▶ [Dataset excerpts]:

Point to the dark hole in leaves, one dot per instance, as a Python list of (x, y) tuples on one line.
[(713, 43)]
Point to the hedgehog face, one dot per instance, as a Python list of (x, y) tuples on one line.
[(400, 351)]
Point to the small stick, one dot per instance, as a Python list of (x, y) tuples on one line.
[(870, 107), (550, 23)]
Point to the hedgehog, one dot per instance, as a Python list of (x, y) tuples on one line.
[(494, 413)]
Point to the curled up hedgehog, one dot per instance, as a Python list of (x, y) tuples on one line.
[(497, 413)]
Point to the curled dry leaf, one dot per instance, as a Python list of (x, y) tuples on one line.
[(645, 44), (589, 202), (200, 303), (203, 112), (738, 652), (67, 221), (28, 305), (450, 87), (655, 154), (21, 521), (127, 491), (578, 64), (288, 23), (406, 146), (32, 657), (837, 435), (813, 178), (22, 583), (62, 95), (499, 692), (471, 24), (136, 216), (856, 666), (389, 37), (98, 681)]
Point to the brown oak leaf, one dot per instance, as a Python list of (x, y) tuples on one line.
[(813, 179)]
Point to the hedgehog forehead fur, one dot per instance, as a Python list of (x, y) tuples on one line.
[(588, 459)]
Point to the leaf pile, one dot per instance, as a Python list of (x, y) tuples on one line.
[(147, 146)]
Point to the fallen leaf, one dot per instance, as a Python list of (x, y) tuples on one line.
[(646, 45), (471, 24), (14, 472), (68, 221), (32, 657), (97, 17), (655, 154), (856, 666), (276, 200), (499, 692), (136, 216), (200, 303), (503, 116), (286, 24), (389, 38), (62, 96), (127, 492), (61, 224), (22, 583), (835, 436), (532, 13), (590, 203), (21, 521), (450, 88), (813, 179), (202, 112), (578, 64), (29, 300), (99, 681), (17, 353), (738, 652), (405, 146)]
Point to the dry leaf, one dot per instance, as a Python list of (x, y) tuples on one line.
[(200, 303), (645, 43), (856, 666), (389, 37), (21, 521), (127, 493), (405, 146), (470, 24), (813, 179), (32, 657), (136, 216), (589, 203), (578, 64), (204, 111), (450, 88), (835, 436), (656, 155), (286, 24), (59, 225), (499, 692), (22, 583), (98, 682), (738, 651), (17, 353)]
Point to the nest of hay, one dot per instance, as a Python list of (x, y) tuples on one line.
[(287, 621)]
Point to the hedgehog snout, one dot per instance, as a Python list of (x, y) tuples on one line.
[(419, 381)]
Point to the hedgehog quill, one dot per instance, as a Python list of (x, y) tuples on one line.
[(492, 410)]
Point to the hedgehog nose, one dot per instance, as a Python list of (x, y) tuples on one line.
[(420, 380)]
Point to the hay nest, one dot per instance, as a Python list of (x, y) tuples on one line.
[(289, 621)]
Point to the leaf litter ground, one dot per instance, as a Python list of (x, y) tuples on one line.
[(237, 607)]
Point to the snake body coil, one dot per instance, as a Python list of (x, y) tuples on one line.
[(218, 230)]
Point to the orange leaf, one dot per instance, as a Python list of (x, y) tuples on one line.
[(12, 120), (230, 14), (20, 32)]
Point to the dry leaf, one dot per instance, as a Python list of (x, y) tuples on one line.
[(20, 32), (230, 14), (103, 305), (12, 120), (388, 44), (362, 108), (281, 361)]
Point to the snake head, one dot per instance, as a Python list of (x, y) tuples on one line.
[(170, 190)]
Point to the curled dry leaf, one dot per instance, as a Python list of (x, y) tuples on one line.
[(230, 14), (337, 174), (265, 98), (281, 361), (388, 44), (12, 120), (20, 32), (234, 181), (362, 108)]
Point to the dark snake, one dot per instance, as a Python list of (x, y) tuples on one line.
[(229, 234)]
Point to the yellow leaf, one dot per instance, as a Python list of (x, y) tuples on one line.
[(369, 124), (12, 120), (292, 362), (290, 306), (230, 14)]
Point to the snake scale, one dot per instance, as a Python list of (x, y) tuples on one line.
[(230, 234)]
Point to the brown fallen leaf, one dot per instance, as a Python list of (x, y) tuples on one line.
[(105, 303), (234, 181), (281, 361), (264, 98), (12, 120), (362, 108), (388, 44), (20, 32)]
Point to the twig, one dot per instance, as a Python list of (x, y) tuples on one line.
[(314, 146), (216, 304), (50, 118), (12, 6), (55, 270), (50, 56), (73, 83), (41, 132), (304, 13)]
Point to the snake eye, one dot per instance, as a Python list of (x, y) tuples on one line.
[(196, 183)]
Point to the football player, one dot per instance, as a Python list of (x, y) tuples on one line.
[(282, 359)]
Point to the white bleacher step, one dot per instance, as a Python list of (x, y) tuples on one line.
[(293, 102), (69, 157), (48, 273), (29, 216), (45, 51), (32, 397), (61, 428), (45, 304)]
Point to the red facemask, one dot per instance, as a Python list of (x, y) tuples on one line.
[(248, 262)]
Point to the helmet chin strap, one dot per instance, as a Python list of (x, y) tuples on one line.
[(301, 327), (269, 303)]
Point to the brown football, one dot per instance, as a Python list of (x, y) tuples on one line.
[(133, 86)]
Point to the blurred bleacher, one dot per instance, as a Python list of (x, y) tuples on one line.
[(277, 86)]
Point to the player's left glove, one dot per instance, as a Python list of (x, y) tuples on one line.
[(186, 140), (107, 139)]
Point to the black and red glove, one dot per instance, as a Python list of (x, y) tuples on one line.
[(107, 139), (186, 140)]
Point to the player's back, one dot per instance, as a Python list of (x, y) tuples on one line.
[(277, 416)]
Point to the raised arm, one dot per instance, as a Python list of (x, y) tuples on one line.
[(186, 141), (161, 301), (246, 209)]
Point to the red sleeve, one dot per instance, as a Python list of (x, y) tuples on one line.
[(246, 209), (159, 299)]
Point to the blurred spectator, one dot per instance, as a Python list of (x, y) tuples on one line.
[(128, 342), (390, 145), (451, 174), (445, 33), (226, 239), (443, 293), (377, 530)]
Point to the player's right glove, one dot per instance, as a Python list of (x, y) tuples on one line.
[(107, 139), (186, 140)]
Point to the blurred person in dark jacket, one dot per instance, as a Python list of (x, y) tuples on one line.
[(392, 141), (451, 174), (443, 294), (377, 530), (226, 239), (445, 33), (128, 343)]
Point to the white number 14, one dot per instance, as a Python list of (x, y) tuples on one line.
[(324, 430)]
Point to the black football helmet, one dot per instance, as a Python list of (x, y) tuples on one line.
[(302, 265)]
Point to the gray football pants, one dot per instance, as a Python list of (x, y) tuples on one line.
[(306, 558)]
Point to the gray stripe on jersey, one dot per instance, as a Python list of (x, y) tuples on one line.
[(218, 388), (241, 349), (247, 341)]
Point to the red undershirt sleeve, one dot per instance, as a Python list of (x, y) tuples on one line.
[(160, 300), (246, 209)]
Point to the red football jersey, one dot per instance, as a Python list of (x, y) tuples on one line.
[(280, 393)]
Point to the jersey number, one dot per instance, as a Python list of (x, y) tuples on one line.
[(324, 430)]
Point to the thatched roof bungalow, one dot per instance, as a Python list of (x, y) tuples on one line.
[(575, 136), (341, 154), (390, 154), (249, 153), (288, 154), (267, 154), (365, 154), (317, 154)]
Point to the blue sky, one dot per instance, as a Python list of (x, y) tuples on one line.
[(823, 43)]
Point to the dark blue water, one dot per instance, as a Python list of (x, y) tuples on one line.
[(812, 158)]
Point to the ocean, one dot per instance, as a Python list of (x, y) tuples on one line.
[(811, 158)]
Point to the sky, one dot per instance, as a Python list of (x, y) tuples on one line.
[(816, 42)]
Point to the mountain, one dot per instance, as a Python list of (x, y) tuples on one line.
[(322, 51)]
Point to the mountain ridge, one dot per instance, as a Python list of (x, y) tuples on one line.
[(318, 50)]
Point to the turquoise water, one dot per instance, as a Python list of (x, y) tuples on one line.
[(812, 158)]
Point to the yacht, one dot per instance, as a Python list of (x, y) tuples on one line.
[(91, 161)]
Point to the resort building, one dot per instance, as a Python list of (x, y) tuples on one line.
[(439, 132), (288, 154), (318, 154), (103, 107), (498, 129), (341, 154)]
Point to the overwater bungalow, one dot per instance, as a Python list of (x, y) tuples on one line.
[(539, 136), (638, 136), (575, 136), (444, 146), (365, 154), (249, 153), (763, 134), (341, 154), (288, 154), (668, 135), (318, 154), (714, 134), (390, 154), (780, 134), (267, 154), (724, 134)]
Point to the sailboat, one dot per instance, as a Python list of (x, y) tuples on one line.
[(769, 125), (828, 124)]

▶ [Given request]: Rewrite the rows that open with the line containing "Point to the twig, one" and close with the line containing "[(282, 359)]", changing "one dot per instance" to "one mark per instance" and leaving everything else unchanged.

▶ [Complete answer]:
Point to the twig, one mark per instance, as a Python list of (x, y) tuples on one line.
[(314, 146), (216, 304), (50, 118), (12, 6), (55, 270), (50, 56), (73, 83), (41, 132), (304, 13)]
Point to the snake eye, one mark per instance, as a Python list of (x, y) tuples on one line.
[(196, 183)]
Point to the football player, one mark per instance, as a Python list of (x, y) tuples on one line.
[(282, 359)]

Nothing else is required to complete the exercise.